*Records shown*:
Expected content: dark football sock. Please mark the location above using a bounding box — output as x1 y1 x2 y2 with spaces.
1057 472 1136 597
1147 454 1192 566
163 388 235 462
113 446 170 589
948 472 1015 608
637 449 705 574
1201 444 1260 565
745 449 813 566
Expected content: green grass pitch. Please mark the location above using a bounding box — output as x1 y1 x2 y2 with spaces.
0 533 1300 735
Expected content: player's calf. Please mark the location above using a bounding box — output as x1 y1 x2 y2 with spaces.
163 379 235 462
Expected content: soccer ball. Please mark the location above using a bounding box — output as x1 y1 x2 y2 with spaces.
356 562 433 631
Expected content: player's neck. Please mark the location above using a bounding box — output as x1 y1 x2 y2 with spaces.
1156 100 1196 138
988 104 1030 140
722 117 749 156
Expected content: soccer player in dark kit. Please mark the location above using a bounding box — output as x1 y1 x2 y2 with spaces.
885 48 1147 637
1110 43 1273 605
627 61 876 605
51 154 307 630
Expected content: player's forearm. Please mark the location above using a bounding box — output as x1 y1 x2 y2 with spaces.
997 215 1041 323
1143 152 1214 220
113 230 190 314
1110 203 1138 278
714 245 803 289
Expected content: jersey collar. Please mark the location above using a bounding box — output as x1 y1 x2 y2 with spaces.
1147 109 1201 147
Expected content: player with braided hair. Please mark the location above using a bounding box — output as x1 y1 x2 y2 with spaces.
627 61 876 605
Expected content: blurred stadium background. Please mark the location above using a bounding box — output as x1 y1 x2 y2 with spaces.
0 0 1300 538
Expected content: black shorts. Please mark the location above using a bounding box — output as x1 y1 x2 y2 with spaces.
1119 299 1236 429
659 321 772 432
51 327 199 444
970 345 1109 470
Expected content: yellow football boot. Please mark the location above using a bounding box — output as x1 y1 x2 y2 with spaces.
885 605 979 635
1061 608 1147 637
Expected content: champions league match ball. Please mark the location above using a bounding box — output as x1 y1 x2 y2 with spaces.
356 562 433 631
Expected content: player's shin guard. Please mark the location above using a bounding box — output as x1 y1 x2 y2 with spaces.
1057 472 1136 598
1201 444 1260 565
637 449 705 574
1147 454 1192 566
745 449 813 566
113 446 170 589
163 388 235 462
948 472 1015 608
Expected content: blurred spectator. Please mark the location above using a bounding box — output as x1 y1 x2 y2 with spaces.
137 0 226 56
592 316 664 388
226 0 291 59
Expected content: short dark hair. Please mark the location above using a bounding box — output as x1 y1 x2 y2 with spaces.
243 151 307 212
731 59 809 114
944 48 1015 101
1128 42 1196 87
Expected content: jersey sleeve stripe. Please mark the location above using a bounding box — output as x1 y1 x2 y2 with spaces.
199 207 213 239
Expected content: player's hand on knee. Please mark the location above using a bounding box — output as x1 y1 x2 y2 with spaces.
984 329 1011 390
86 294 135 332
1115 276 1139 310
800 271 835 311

*Exercise description*:
Copy each line of the data above that contains the string "player". The match is case-sensitive.

*Answer in full*:
Expected content: player's calf. Please mark the location above using a bounding box — output as x1 y1 x2 y2 with spaces.
Expected content: player's neck. Please mark the location above using a bounding box — output as x1 y1 x2 y2 with spaces.
Expected content: soccer player in dark kit. Please mark the location above using a bounding box — output as x1 y1 x2 y2 with spaces.
Expected content: player's forearm. Please mark the location above using a bounding box — output as x1 y1 x2 y2 with spaces.
Expected content: player with braided hair. Please mark the location above using a bounding box — output as x1 y1 x2 y2 with spaces.
Expected content: player's shin guard. Please mark the location above using a bounding box — output as x1 y1 x2 y2 with spaces.
Expected content: player's hand on knee. Please mark the location above using a bounding box — output as x1 y1 x2 y2 with spaces.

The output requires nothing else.